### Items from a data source
===

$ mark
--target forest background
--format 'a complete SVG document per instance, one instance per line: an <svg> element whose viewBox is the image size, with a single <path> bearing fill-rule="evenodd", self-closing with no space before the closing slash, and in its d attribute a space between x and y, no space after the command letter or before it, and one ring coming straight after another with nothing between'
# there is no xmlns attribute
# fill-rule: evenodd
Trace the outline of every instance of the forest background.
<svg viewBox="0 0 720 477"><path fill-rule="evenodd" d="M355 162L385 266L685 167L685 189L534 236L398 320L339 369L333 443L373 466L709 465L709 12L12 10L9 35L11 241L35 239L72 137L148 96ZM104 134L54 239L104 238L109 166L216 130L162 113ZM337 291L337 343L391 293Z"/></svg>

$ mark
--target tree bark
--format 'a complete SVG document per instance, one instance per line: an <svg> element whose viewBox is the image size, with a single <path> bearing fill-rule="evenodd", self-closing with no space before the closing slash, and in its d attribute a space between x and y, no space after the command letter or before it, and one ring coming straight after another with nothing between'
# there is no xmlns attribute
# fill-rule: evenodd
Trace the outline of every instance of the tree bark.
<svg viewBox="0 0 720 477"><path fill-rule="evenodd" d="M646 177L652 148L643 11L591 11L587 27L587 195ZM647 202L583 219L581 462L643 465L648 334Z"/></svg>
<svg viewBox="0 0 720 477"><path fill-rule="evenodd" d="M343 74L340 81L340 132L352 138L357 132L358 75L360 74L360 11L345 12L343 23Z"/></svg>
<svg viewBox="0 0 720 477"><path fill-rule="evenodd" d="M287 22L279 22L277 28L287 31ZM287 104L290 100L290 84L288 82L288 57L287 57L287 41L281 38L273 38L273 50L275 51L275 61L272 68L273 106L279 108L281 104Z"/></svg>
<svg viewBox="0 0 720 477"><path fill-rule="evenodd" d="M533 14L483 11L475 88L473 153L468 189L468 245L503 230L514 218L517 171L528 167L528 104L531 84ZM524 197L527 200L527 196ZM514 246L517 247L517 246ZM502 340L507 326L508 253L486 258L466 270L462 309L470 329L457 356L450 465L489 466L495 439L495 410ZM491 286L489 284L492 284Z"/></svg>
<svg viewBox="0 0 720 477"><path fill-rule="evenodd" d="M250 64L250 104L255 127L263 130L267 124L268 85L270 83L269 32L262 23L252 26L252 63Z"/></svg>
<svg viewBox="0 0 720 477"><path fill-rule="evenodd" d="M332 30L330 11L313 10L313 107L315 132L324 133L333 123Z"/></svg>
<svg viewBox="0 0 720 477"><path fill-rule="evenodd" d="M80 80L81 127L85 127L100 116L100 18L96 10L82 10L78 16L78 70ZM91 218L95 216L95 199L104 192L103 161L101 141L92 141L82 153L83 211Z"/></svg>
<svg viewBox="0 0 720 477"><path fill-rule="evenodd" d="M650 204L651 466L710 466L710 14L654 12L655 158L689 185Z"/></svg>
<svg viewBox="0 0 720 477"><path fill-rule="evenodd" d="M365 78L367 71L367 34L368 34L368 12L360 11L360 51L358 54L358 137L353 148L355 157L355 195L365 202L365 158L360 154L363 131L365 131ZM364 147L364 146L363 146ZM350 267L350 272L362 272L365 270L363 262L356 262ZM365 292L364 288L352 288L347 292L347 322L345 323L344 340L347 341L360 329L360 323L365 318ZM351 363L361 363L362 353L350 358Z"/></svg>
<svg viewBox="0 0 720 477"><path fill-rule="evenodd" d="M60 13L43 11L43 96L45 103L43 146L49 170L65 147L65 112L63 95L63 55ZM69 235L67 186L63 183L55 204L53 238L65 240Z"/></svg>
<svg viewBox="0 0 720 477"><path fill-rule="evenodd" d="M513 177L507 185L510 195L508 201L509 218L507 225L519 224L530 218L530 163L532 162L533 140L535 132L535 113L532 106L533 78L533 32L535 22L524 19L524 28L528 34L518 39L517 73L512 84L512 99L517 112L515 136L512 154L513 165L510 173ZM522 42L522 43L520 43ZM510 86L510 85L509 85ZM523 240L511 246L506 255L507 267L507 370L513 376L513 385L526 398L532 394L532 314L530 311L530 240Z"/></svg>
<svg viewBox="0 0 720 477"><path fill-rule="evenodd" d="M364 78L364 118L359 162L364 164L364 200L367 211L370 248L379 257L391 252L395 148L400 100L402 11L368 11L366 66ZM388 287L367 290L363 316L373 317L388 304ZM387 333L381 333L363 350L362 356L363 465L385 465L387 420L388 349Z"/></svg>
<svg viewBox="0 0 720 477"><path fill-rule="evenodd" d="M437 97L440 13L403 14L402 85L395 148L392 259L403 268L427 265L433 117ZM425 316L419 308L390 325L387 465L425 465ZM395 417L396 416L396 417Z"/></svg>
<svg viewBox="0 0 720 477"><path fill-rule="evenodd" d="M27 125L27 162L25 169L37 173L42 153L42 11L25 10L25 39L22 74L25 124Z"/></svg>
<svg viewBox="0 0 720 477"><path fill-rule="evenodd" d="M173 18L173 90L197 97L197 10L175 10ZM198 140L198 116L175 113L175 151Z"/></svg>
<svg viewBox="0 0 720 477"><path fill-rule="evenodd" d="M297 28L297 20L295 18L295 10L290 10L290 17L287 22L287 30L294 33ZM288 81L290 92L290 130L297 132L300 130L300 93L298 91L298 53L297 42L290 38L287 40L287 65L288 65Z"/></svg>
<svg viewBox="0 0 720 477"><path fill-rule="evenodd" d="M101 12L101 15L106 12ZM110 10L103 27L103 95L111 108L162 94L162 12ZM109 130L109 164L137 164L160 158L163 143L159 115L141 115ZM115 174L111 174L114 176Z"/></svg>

===

### TASK
Reproduce all of the material above line for line, with every character left unchanged.

### OUTPUT FOR THIS EXERCISE
$ mark
--target forest background
--format 'a complete SVG document per instance, one instance per line: an <svg> element whose viewBox is the image size, with a single <path> bearing fill-rule="evenodd", self-closing with no space before the closing slash, and in its d attribute a space between x and y, no space after the command letter or before it, and one ring coming straight after another with nothing between'
# there is no xmlns attribute
# fill-rule: evenodd
Trace the outline of every instance of the forest background.
<svg viewBox="0 0 720 477"><path fill-rule="evenodd" d="M355 162L385 266L685 167L685 189L534 236L398 320L339 369L333 443L373 466L709 465L709 12L12 10L9 35L11 241L35 239L72 137L148 96ZM104 134L54 239L104 238L109 166L216 130L162 113ZM337 291L337 343L391 293Z"/></svg>

$ mark
--target tree bark
--format 'a complete SVG document per instance, one instance per line: an <svg> element whose viewBox is the image size, with a single <path> bearing fill-rule="evenodd", self-closing with no space before the closing slash, and in its d attribute a space between x and y, no space after the command letter or before it, and one ring coming straight after another with nothing between'
# there is no xmlns attribute
# fill-rule: evenodd
Trace the outline of every instance of the tree bark.
<svg viewBox="0 0 720 477"><path fill-rule="evenodd" d="M646 177L652 148L643 11L591 11L587 27L587 195ZM647 202L583 219L581 462L643 465L648 334Z"/></svg>
<svg viewBox="0 0 720 477"><path fill-rule="evenodd" d="M343 74L340 81L340 132L352 138L357 132L358 75L360 74L360 11L345 12L343 23Z"/></svg>
<svg viewBox="0 0 720 477"><path fill-rule="evenodd" d="M287 22L279 22L277 28L287 31ZM287 104L290 100L290 84L288 82L288 57L287 57L287 41L281 38L273 38L273 50L275 51L275 61L272 68L273 106L279 108L281 104Z"/></svg>
<svg viewBox="0 0 720 477"><path fill-rule="evenodd" d="M533 14L483 11L475 88L473 153L468 189L468 245L503 230L514 218L517 171L528 167L528 104L531 84ZM524 197L527 200L527 196ZM514 246L517 247L517 246ZM502 340L507 326L508 253L486 258L466 270L462 309L470 329L457 356L450 465L489 466L495 439L495 410ZM491 286L489 284L492 284Z"/></svg>
<svg viewBox="0 0 720 477"><path fill-rule="evenodd" d="M250 64L250 104L255 127L263 130L267 124L268 85L270 83L269 32L262 23L252 26L252 63Z"/></svg>
<svg viewBox="0 0 720 477"><path fill-rule="evenodd" d="M332 30L330 11L313 10L313 107L315 132L324 133L333 123Z"/></svg>
<svg viewBox="0 0 720 477"><path fill-rule="evenodd" d="M80 80L81 127L85 127L100 116L100 18L96 10L82 10L78 16L78 70ZM91 218L95 216L95 199L104 192L103 161L101 141L92 141L82 153L83 211Z"/></svg>
<svg viewBox="0 0 720 477"><path fill-rule="evenodd" d="M650 204L651 466L710 466L710 14L654 12L655 158L689 185Z"/></svg>
<svg viewBox="0 0 720 477"><path fill-rule="evenodd" d="M365 78L367 71L367 34L368 34L368 12L360 11L360 51L358 54L358 137L353 148L355 157L355 195L365 202L365 158L360 154L363 131L365 131ZM364 147L364 146L363 146ZM350 267L350 272L362 272L365 270L363 262L356 262ZM365 292L364 288L352 288L347 292L347 322L345 323L344 340L347 341L360 329L360 323L365 318ZM351 363L361 363L362 353L350 358Z"/></svg>
<svg viewBox="0 0 720 477"><path fill-rule="evenodd" d="M60 13L43 11L43 96L45 103L43 146L49 170L65 147L65 112L63 95L63 55ZM69 235L67 186L63 183L55 204L53 238L65 240Z"/></svg>
<svg viewBox="0 0 720 477"><path fill-rule="evenodd" d="M513 177L507 185L510 195L508 201L509 218L507 225L519 224L530 218L530 163L532 162L533 140L535 132L535 113L532 106L533 78L533 32L535 22L524 19L524 28L528 34L518 39L517 73L512 84L512 99L517 112L515 136L512 154L513 165L510 173ZM522 42L522 43L520 43ZM510 86L510 85L509 85ZM523 240L511 246L506 255L507 267L507 370L513 376L513 385L526 398L532 394L532 314L530 311L530 240Z"/></svg>
<svg viewBox="0 0 720 477"><path fill-rule="evenodd" d="M364 78L364 118L359 162L364 164L364 200L367 211L370 248L379 257L391 252L395 148L400 100L402 11L368 11L366 66ZM388 287L367 290L363 316L373 317L388 304ZM387 333L381 333L363 350L362 356L363 465L385 465L387 420L388 349Z"/></svg>
<svg viewBox="0 0 720 477"><path fill-rule="evenodd" d="M437 97L440 13L403 14L402 85L395 148L392 259L403 268L427 265L433 117ZM425 316L419 308L390 325L387 465L425 465ZM395 417L396 416L396 417Z"/></svg>
<svg viewBox="0 0 720 477"><path fill-rule="evenodd" d="M27 125L27 162L25 169L37 173L42 153L42 11L25 10L25 39L22 74L25 124Z"/></svg>
<svg viewBox="0 0 720 477"><path fill-rule="evenodd" d="M173 18L173 90L197 97L197 10L175 10ZM198 140L198 116L175 113L175 151Z"/></svg>
<svg viewBox="0 0 720 477"><path fill-rule="evenodd" d="M297 28L297 20L295 18L295 10L290 10L290 17L287 22L287 30L294 33ZM288 81L290 92L290 130L297 132L300 130L300 93L298 91L298 53L297 42L290 38L287 40L287 65L288 65Z"/></svg>
<svg viewBox="0 0 720 477"><path fill-rule="evenodd" d="M101 12L101 15L106 12ZM110 10L103 27L103 95L111 108L162 94L162 12ZM109 130L109 164L137 164L160 158L163 143L159 115L141 115ZM115 174L111 174L114 176Z"/></svg>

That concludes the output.